Provide Easy Access
At every point of interaction within the digital service, give users a way to access support from a human. This point of entry should be clearly marked and consistently placed across all pages. If your service does not offer immediate support, provide links to those that do. If the service is monitored, tell users when they can expect a response (e.g., A representative will get back to you within 48 hours).
Batra, Sonal, Ross Baker, Tao Wang, Felicia Forma, Faith DiBiasi, and Timothy Peters-Strickland. “Digital Health Technology for Use in Patients with Serious Mental Illness: A Systematic Review of the Literature,” Medical Devices, 2010. 10: 237-251.
Fairburn, Christopher, and Vikram Patel. “The Impact of Digital Technology on Psychological Treatments and Their Dissemination,” Behavioral Research and Therapy, January 2017. 88: 19-25.
NHS Beta Team. “Content and Design Patterns.” National Health Service UK. July 23, 2018.
Ramachandran, Sukand. "Four Ways to Improve Digital Customer Service." BCG. December 18, 2017.
Example: Dynamic Interaction
Google Predictive Search
Google uses search patterns and a variety of algorithms to uniquely prioritize search results for each user. The company has put in some safeguards, however, to provide immediate support for all users it perceives as likely to self-harm.
When a Google user searches for terms including "killing myself," "suicide," or "suicidal ideation," Google returns a link to the National Suicide Prevention Lifeline as the first result. It also includes a chat button that redirects users to the Lifeline's 24/7 chat feature.
==============================
— Exercise requirements —
1. List every search term that the guidance on easy access to human support says makes Google show the National Suicide Prevention Lifeline first.
2. Write the next part of the guidance on easy access to human support, picking up right after its closing sentence about Google's chat button.
The items after this text aren't needed for the work here.

— Study material —
==============================
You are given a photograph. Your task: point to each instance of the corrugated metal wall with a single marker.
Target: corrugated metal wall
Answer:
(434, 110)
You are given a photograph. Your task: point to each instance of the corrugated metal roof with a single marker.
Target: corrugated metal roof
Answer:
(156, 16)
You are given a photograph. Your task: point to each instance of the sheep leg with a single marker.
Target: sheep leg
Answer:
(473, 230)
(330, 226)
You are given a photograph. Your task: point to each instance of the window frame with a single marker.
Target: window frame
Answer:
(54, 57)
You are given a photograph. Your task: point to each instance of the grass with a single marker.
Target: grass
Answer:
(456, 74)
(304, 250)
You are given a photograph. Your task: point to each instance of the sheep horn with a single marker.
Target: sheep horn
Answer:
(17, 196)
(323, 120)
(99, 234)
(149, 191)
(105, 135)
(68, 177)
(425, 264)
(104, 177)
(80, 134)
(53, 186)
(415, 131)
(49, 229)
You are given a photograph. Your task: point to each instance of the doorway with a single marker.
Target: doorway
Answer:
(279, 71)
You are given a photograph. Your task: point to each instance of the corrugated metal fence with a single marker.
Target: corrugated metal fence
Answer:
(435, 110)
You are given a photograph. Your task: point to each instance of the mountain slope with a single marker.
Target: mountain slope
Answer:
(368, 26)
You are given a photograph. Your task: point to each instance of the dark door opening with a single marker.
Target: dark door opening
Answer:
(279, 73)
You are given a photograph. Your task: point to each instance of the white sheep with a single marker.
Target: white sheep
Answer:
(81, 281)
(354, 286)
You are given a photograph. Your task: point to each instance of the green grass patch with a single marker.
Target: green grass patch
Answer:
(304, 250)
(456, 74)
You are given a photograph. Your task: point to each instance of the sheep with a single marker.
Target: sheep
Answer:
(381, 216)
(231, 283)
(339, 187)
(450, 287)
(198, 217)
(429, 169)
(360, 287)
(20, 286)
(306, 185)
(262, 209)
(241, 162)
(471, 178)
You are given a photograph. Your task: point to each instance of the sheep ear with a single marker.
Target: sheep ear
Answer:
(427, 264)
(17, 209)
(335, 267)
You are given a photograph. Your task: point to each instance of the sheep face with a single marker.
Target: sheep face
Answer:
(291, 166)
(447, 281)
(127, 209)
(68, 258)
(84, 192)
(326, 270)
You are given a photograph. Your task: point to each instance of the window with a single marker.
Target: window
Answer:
==============================
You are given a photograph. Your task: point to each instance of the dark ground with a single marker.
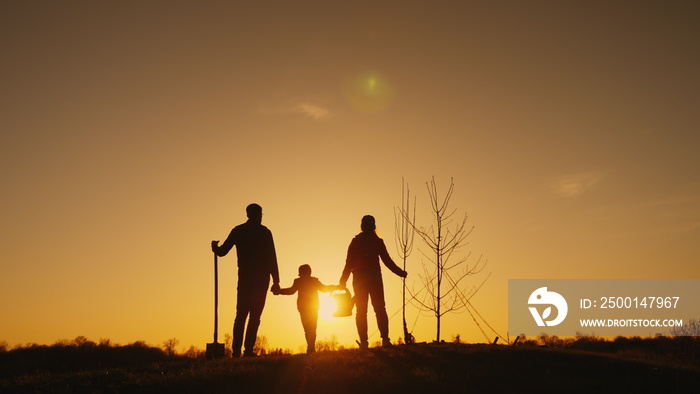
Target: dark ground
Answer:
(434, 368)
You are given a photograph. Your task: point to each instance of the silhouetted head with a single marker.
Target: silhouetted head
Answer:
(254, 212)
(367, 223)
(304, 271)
==============================
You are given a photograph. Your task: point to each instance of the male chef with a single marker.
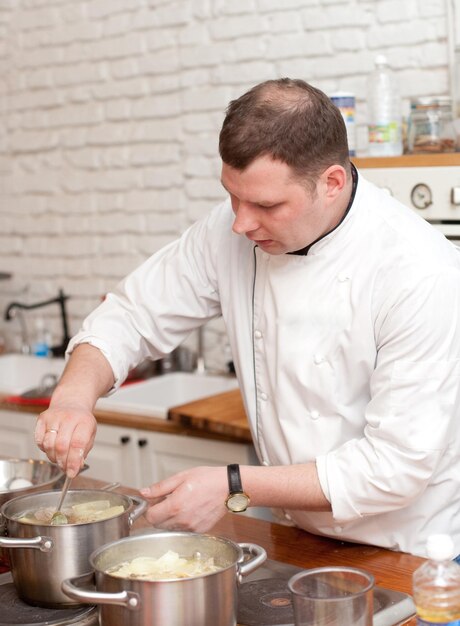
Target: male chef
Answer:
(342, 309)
==============================
— Your written answers —
1.
- "killing myself"
- "suicide"
- "suicidal ideation"

2.
Example: Person-to-Person Interaction
Project LETS Chat
Project LETS builds "peer-led communities of support, education & advocacy for folks with lived experience of mental illness, trauma, disability, and/or neurodivergence." On it's website, Project LETS includes a messaging feature on the bottom corner of every page. If a user clicks the feature, a fillable text box appears that says "Email Us: We will get back to you within 24 hours! Please indicate urgent if needed." Although it is preferable to provide users options to connect to someone instantaneously via phone or chat, this site does a good job of indicating when users can expect a response.
Example: Static Tool
New York Times Lifeline
The New York Times occasionally publishes articles that relate to suicide and self-harm. Because these articles can be triggering and because high-profile stories can be seen as inspiration or validation for those considering self-harm, the publication has a responsibility to connect those facing severe mental health challenges to immediate support.
At the bottom of sensitive articles, for example, an obituary for a celebrity who has taken their own life, the New York Times includes a paragraph in a different font that directs anyone having thoughts of suicide to call the the National Suicide Prevention Lifeline.